→ The tasks
- a) Summarize the post on creating characters in two sentences.
- b) According to the post on creating characters, why are the gifts in Romans 12:6-8 called motivational gifts?
- c) Write the next part of the post on creating characters, starting after its final sentence.

→ Passage
Monday, September 9, 2013

CREATING CHARACTERS…SOUTHERN FRIED OR NORTHERN BAKED?


By Kathi Macias


The temps were pushing triple digits when I met a friend who just returned from two weeks in Louisiana (yes, we Northerners actually say “Loo-wheezy-anna”).

She fanned her red face while she declared, “It was so hot down there! Here we bake, but down there they fry!”

Now, whether you say “Loo-wheezy-anna” or “Looz-ee-ana,” “all y’all” or “everybody,” we’re all the same deep down, aren’t we? Times and cultures and locations may differ, but human nature? Not so much.

I keep that in mind when developing characters for my novels, whether a third-century princess, an imprisoned Chinese Christian, a seven-year-old girl sold into slavery, an ANC rebel leader in 1989 South Africa with murder on his mind—or even a nice little mother-daughter team who return to the mother’s hometown of Bloomfield.

Did I have to make adjustments with each character? Absolutely. But my starting place was the same: the seven motivational gifts listed in Romans 12:6-8. This list summarizes the gifts God weaves into us as we are formed in our mother’s womb. They are called motivational gifts because they “motivate” us to behave/respond in certain ways. (See Discover Your God-Given Gifts by Don Fortune.) I originally used this knowledge in my job as a biblical counselor on a large church staff, but soon realized I could apply that same knowledge in my writing to help me develop believable, three-dimensional characters.

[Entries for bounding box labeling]
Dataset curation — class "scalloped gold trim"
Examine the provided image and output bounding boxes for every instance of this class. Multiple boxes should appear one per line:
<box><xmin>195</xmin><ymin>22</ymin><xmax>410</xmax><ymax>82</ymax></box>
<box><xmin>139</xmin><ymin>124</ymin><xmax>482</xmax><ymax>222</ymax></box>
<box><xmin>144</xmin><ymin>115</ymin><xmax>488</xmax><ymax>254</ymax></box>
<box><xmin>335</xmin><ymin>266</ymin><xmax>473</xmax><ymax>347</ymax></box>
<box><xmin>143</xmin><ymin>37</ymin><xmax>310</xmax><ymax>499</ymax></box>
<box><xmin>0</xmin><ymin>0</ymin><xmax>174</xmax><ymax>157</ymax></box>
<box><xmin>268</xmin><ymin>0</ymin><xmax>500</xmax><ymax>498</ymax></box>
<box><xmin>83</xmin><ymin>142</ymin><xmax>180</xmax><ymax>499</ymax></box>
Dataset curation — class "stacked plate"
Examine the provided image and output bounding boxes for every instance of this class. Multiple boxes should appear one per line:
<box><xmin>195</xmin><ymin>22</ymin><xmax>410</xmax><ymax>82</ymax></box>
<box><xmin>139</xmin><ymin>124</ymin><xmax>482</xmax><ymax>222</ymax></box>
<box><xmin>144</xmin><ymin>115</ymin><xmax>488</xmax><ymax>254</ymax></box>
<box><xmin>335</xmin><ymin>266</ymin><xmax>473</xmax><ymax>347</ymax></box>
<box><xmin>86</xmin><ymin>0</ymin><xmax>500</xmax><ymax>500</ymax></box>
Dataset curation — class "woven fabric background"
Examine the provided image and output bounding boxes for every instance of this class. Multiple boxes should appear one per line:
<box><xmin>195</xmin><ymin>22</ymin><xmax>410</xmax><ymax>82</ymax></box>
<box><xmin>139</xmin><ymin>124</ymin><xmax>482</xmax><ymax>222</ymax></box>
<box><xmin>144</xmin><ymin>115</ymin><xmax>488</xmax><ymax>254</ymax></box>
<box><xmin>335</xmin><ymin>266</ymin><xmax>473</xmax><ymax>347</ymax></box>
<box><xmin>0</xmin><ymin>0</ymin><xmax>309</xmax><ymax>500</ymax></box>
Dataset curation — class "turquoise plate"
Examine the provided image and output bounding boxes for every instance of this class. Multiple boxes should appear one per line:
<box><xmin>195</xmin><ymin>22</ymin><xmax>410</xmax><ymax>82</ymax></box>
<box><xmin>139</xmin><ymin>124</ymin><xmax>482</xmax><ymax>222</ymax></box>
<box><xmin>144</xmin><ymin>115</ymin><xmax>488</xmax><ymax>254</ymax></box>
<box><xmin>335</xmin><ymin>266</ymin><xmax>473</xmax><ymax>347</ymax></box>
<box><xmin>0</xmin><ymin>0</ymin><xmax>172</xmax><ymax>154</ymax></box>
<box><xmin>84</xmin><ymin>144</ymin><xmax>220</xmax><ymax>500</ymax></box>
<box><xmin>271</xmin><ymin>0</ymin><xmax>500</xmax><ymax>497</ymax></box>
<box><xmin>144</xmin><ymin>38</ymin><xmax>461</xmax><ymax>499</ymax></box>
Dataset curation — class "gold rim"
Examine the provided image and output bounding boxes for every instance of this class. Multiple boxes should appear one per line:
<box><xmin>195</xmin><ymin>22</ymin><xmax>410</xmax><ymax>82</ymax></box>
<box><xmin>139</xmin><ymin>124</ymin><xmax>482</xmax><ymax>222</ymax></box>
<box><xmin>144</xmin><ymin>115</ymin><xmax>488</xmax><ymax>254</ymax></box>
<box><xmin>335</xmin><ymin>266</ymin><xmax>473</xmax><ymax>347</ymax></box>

→ Outputs
- a) The author holds that times, cultures, and locations may differ while human nature stays much the same, and keeps this in mind when developing characters for novels ranging from a third-century princess to a mother-daughter team returning to Bloomfield. Each character required adjustments, but the starting place was always the seven motivational gifts listed in Romans 12:6-8, knowledge first used in biblical counseling on a church staff and later applied to building believable, three-dimensional characters.

- b) They "motivate" us to behave or respond in certain ways.

- c)
But that was just the starting place. Then it was time to get specific.

What type of book am I writing? Contemporary? Historical? Serious? Lighthearted? Mysterious? All these questions enter into my decision on how to individualize my characters. A character that has spent her life in San Francisco may have the same basic God-given motivational gift as her counterpart who is steeped in Southern gentility, but they are not going to think or speak the same way. However, when culture and geography are stripped away, they are going to be motivated to respond in similar manners.

When it came to developing my characters for Last Chance for Justice (a small-town Americana novel), I simply took a trip down memory lane to the little community where I grew up. But my newest release, The Doctor’sChristmas Quilt, was trickier. The Quilt Series consists of contemporary stories told against the backdrop of historical American women whose faith and courage made a difference—and still does today. The heroine in TheDoctor’s Christmas Quilt is Elizabeth Blackwell, the first woman physician in America. The contemporary story deals with a female doctor who is strongly pro-life—until the situation becomes personal. In this case I had to keep in mind not only the characters’ basic motivational gifts but also how the time and culture differences might affect their responses to similar circumstances—all within the same book.

Being a writer is a challenge, but an exciting one. I very much enjoy developing and tailoring my characters to their specific times and settings—whether they be Southern Fried or Northern Baked.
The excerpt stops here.